- **SELECTED PASSAGE**:

BEGIN

The Netanyahu administration is seeking a private sector partner for investment in the nation's minority-owned (non-Jewish) businesses. A tender for establishing the private equity fund was announced Thursday by the Prime Minister's Office, the Finance Ministry, and the Ministry of Industry, Trade and Labor. The stated aim of the fund will be to maximize what the government sees as the great economic potential among minority entrepreneurs.
Director of the Authority for Economic Development in the Minority Sector, under the auspices of the Prime Minister's Office, Ayman Saif, said, "This is an historic event. It is the first government initiative of its kind...." In addition to being the first such governmental initiative specifically geared towards the Arab and other minority business sectors, Saif noted, "it is the first time the government is establishing a private equity fund at all, and I am pleased that the first such initiative is for the minority sector."
The private equity fund, which is planned to operate for a period of ten years, will invest in existing minority-owned business and assist in the establishment of new ones. Saif says that, with the help of the fund, relevant businesses will be better able to obtain credit, on the one hand, and will improve their quality of management, on the other. The fund will also provide strategic business planning guidance for new economic initiatives.
The government of Israel is committed to provide 80 million NIS for the establishment of the fund. The selected winner of the tender will have to be able to raise at least an equivalent 80 million NIS in private equity.

END

- **MATERIAL**:
BEGIN

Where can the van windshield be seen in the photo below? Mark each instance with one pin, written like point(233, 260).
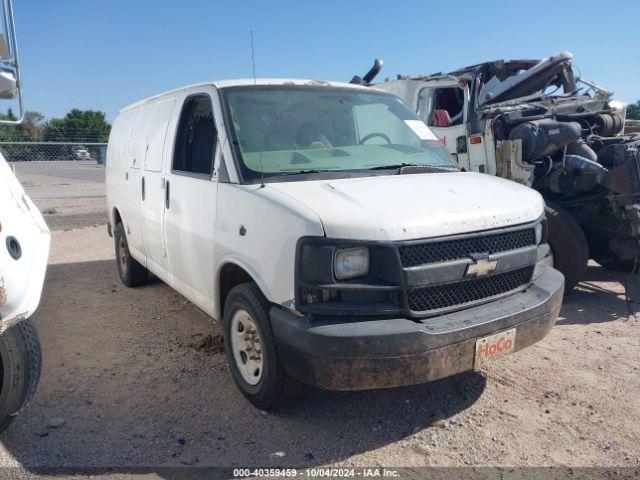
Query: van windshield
point(289, 129)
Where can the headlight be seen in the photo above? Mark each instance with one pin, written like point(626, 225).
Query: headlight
point(351, 262)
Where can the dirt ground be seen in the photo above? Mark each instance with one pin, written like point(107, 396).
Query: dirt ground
point(130, 373)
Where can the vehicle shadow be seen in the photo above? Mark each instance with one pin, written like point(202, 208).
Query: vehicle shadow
point(603, 296)
point(125, 371)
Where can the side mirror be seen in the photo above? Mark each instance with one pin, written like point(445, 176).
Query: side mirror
point(10, 87)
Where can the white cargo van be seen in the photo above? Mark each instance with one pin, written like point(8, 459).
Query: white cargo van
point(331, 233)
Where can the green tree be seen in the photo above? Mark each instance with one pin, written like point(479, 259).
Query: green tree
point(78, 126)
point(633, 111)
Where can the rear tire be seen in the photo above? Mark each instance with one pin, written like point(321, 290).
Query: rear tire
point(130, 271)
point(20, 366)
point(568, 245)
point(272, 386)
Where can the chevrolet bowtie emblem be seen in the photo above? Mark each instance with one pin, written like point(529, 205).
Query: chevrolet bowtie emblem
point(481, 266)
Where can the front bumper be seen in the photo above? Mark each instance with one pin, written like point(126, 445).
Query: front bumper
point(355, 354)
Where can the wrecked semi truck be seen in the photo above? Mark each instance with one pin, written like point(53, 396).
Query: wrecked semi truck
point(24, 251)
point(537, 123)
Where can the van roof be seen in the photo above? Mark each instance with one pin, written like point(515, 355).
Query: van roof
point(249, 81)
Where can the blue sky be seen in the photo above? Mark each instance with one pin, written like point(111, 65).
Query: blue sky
point(106, 54)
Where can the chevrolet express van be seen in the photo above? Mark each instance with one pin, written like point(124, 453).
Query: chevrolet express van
point(330, 232)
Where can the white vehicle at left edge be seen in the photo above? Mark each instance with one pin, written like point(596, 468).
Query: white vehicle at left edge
point(24, 251)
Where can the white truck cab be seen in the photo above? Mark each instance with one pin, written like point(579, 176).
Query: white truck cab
point(328, 229)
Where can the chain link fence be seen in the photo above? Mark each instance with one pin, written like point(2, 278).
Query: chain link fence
point(50, 151)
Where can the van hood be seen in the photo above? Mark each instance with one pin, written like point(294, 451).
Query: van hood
point(404, 207)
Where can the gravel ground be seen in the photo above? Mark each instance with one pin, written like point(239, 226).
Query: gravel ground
point(131, 374)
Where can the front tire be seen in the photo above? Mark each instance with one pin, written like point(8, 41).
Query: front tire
point(130, 271)
point(568, 245)
point(20, 367)
point(251, 352)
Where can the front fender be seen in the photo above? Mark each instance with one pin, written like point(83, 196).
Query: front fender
point(24, 251)
point(252, 272)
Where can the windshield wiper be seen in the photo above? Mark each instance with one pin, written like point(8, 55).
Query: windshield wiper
point(302, 172)
point(400, 166)
point(396, 166)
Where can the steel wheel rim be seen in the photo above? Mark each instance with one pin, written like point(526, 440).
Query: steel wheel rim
point(246, 346)
point(122, 256)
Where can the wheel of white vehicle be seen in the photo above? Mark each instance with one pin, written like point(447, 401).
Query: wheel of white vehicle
point(569, 248)
point(251, 351)
point(131, 273)
point(20, 366)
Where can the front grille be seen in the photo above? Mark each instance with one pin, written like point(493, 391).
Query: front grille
point(446, 250)
point(466, 291)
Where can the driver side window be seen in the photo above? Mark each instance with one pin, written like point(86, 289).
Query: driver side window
point(374, 118)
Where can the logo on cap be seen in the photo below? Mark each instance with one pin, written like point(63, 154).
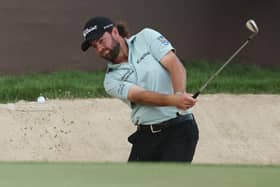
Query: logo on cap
point(88, 30)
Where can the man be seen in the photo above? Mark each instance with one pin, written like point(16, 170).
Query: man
point(145, 73)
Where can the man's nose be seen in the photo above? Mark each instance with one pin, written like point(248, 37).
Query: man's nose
point(99, 48)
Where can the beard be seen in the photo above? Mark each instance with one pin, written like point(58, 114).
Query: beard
point(114, 51)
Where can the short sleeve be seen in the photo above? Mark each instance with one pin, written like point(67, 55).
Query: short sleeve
point(116, 88)
point(158, 44)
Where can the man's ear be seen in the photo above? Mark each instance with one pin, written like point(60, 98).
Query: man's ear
point(115, 32)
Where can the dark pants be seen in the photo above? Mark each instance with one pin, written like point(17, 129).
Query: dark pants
point(176, 143)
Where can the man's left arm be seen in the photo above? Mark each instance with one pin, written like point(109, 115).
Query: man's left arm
point(177, 71)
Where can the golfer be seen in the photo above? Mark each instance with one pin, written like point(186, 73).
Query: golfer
point(144, 72)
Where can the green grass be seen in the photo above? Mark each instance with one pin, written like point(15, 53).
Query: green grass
point(235, 78)
point(70, 84)
point(136, 174)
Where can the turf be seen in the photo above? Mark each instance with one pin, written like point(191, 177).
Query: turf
point(135, 174)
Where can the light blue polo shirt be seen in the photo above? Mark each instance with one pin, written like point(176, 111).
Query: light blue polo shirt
point(144, 69)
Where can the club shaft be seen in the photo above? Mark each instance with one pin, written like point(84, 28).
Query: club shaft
point(221, 68)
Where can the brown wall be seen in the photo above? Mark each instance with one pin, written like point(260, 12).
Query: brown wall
point(43, 36)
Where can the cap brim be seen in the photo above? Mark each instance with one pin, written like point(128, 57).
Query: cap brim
point(87, 43)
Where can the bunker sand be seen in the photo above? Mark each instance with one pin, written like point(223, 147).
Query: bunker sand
point(233, 129)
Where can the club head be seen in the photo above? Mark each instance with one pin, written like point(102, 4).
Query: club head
point(252, 26)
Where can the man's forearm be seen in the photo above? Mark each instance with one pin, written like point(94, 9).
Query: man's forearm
point(146, 97)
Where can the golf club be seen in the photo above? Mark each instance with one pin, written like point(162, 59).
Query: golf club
point(252, 26)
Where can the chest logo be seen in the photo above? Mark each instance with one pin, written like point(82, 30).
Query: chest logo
point(142, 57)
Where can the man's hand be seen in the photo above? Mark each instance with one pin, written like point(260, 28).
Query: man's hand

END

- **TASKS AND EXERCISES**:
A. In the article on the minority-sector fund, why does Ayman Saif call the tender a historic event?
B. Rewrite the part of the article on the minority-sector fund that opens with the words containing "The private equity fund, which" and closes with "in private equity.", changing "ten years" to "twelve years".
C. According to the article on the minority-sector fund, how much private equity must the winner of the tender be able to raise?

- **EXPECTED OUTPUTS**:
A. It is the first government initiative of its kind aimed specifically at the Arab and other minority business sectors. It is also the first time the government has set up a private equity fund at all.

B.
The private equity fund, which is planned to operate for a period of twelve years, will invest in existing minority-owned business and assist in the establishment of new ones. Saif says that, with the help of the fund, relevant businesses will be better able to obtain credit, on the one hand, and will improve their quality of management, on the other. The fund will also provide strategic business planning guidance for new economic initiatives.
The government of Israel is committed to provide 80 million NIS for the establishment of the fund. The selected winner of the tender will have to be able to raise at least an equivalent 80 million NIS in private equity.

C. At least 80 million NIS, matching the government's commitment.